**Page text:**
[start]

Don't answer the door.

Or you could tell them that if they knock on your door again that you'll have to summon bloodthirsty demons from the darkest and most brutal parts of Hell. You can also tell them that these demons prefer to eat the still warm innards of their conscience victims. :devil: You may want to start speaking an undecipherable gibberish to give them the idea that you're speaking to Satan.
 
Deemo said:
plant a giant cruficix in your front yard


or when they open the door, spray holy water on them and say "The power of christ compels you"

that should keep them away

lol yeh do tht

its far more interesting than just not opening the door and hopin they will go away :)
 
Dress up like a french maid, and when they come to the door ask them if they require a table for two or three.
Failing that strip naked and run around your front garden chanting
" I am a snake charmer"
That should do the trick.
 
If they are coming to your door they most likely 99% are not christians. Christians don't do that gay stuff. Most likely they are javoa witnesses(no clue on spelling) they always come to my door- Just start and ask them whats your opinion on evolution. If they deny evolution exists they are not christians. Plus they get freaked when you mention big bang or evolution lol.
 
Not answering the door seems good, they don't even know where my door bell is :D

Anywhoo, let the ideas come pouring in!

Pauly said:
If they are coming to your door they most likely 99% are not christians. Christians don't do that gay stuff. Most likely they are javoa witnesses(no clue on spelling) they always come to my door- Just start and ask them whats your opinion on evolution. If they deny evolution exists they are not christians. Plus they get freaked when you mention big bang or evolution lol.

I was just guessing. I'm not familiar with that stuff.
 
Tell them you're not really interested but you'll take a pamphlet.

Keeps both ends happy that way.
They give you a pamphlet and leave straight away.
 
baxter said:
Dress up like a french maid, and when they come to the door ask them if they require a table for two or three.
Failing that strip naked and run around your front garden chanting
" I am a snake charmer"
That should do the trick.

[end]

**Request a:**
Can you copy the records word for word from the line containing "Trace the outline of every instance of the white" through the line containing "232 177 L 235", including both of those lines?

**Listed entries:**
[start]

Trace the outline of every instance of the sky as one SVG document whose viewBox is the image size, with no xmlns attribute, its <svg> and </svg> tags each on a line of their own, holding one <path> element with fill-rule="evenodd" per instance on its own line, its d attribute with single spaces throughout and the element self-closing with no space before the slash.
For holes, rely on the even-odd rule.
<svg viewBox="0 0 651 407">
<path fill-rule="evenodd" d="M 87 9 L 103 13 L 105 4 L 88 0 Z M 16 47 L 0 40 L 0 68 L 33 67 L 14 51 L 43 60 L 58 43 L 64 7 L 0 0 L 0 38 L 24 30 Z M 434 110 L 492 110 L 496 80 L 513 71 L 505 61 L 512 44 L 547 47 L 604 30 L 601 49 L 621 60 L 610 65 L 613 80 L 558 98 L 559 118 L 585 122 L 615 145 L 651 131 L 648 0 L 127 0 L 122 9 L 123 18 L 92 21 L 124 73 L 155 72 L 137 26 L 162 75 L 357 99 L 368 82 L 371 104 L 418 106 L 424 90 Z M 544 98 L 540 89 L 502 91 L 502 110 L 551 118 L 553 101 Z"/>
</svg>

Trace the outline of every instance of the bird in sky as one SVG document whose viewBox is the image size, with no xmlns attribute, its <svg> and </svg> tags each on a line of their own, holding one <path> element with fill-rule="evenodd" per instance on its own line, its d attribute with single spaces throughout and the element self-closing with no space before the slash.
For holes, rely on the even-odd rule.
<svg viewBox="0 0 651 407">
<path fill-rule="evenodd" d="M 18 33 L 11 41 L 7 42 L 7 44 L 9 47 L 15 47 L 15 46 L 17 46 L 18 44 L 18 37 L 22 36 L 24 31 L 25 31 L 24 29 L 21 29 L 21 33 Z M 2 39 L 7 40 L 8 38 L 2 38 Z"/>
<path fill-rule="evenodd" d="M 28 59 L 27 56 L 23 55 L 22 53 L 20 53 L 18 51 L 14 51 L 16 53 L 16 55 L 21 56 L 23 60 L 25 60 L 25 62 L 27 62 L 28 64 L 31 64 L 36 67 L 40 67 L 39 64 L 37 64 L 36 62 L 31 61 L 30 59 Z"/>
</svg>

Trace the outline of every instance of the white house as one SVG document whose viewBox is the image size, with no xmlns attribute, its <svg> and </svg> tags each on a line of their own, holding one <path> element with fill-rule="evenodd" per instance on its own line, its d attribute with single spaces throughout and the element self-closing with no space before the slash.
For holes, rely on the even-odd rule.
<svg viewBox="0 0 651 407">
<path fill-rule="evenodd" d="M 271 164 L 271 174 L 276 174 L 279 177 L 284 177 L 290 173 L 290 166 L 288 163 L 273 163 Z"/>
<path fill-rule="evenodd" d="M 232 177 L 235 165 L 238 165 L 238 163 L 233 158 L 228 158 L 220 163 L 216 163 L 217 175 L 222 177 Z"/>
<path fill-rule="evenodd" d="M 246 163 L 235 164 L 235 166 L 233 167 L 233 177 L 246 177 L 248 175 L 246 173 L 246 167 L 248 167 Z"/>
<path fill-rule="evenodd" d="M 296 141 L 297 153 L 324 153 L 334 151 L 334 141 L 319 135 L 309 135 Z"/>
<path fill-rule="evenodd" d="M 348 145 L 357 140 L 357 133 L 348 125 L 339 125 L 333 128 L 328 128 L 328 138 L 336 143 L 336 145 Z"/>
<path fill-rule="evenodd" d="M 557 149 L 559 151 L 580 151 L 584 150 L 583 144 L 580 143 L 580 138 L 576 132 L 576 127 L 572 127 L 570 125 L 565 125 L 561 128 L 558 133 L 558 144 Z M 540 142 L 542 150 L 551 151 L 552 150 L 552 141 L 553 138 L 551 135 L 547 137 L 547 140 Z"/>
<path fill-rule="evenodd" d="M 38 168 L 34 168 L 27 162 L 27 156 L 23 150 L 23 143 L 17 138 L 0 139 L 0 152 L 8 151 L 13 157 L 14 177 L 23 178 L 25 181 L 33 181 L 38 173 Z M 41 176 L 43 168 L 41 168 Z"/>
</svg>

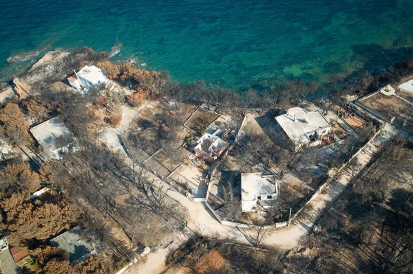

[end]

**Request b:**
According to the forum thread, what happens after the visitors hand over a pamphlet?

**Correct answer a:**
Trace the outline of every instance of the white house as one SVG document whose viewBox is the image size, with no xmlns attribute, its <svg> and </svg> tags each on a line of their own, holding one <path> element with fill-rule="evenodd" per instance on its own line, its d attribute with single spaces throughout and the element self-closing with no space before the slash.
For holes, rely on the even-odd rule.
<svg viewBox="0 0 651 407">
<path fill-rule="evenodd" d="M 271 164 L 271 174 L 276 174 L 279 177 L 284 177 L 290 173 L 290 166 L 288 163 L 273 163 Z"/>
<path fill-rule="evenodd" d="M 232 177 L 235 165 L 238 165 L 238 163 L 233 158 L 228 158 L 220 163 L 216 163 L 217 175 L 222 177 Z"/>

**Correct answer b:**
They leave straight away.